** Task to complete **
Copy every record verbatim but exclude the pictures.

Extracted records:
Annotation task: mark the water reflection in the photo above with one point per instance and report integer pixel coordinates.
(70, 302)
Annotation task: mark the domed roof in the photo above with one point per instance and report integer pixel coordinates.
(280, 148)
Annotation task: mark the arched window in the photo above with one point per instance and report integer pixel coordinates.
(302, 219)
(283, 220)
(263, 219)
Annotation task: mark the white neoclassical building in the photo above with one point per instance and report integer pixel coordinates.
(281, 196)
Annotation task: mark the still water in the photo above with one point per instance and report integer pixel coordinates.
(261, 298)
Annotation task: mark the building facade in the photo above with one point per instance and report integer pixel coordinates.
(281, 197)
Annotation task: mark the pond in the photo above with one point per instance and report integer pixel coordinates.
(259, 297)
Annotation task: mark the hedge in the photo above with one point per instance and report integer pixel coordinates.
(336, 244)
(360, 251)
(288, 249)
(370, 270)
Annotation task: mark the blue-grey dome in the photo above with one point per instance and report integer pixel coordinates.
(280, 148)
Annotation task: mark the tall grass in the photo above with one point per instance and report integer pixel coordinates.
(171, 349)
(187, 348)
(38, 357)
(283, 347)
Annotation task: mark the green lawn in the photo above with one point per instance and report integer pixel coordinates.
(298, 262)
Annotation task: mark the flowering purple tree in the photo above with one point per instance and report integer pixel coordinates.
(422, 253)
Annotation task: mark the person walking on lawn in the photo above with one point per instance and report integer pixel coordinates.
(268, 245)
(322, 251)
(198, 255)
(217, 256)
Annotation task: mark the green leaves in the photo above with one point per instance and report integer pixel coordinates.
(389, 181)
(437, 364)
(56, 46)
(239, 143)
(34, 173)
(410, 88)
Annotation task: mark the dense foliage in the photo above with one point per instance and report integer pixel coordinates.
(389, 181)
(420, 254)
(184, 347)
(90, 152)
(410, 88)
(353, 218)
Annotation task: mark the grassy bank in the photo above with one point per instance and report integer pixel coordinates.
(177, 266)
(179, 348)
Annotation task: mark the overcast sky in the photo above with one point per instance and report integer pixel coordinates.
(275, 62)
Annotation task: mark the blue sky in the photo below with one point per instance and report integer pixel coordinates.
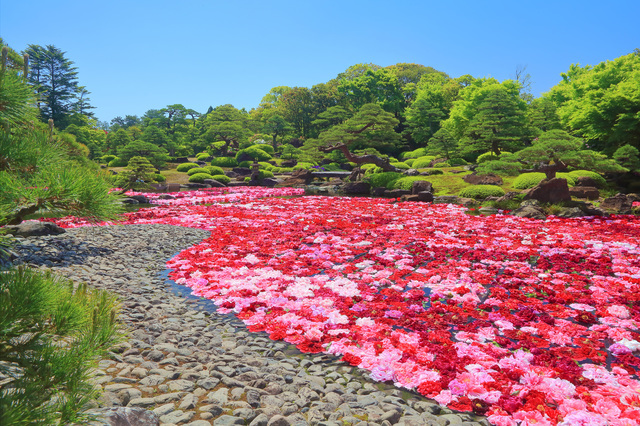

** Result below **
Annotation task: mark the water reflection in the photo above with one point per instance and report integer pixel coordinates.
(70, 302)
Annotation task: mark the domed roof in the photo above with one point per instance and report integer pixel coordinates.
(280, 148)
Annotation task: mark the arched window in the photo above with one point per instance and report integer pixel coordinates.
(302, 219)
(283, 220)
(263, 219)
Annotation task: mark the white neoclassical building in the photo above with one point per instance and report integer pixel coordinates.
(281, 196)
Annotation task: mark the still water in the photo above with one point per instance and report integer pixel coordinates.
(261, 298)
Annotation task: mark the building facade in the photo above with one point per instance and report integer pixel coordinates.
(281, 197)
Annotation task: mark the pond in the photo above with one point per instance and report integer pixel coordinates.
(259, 297)
Annotation task: mark the hedge in the photo above with one point per instance and report integer pixel coordinates.
(336, 244)
(360, 251)
(288, 249)
(370, 270)
Annotation task: mark the blue-grey dome in the photo above with one point per instance and report integer pixel coordinates.
(280, 148)
Annotation task: mark the tall grass in the photo above with one point per instance and report integer pixel coordinates.
(171, 349)
(187, 348)
(38, 357)
(283, 347)
Annotation task: mark the green lawn in the photo above with one point per instance and report integer pixel coordinates.
(298, 262)
Annotation task: mark the flowering purple tree in the photo above with one point per instance and report integer pixel coordinates.
(422, 253)
Annotation task: mark the person walking on lawn in the photo above with one point per instance and report integer pixel coordinates.
(268, 245)
(322, 251)
(198, 255)
(217, 256)
Annotation task: mark the green leaves in the photo above with one point per instance and report integer pixel coordinates.
(389, 181)
(437, 364)
(56, 46)
(239, 143)
(34, 173)
(410, 88)
Annotation task: mark the dense foliage in the photo above with one point per instance and report integer pixel coordinates.
(389, 181)
(420, 254)
(184, 347)
(90, 152)
(410, 88)
(353, 218)
Annotation task: mark the grassy bank in the photo above with one point per instance and report integer pixel coordinates.
(177, 266)
(179, 348)
Annotation task: mark the overcast sky in the photo above with one point per instance and report integer pixel coordinates.
(275, 62)
Annotation task: mark the blue sky in the photo below with one point per instance and report integer pixel coordinates.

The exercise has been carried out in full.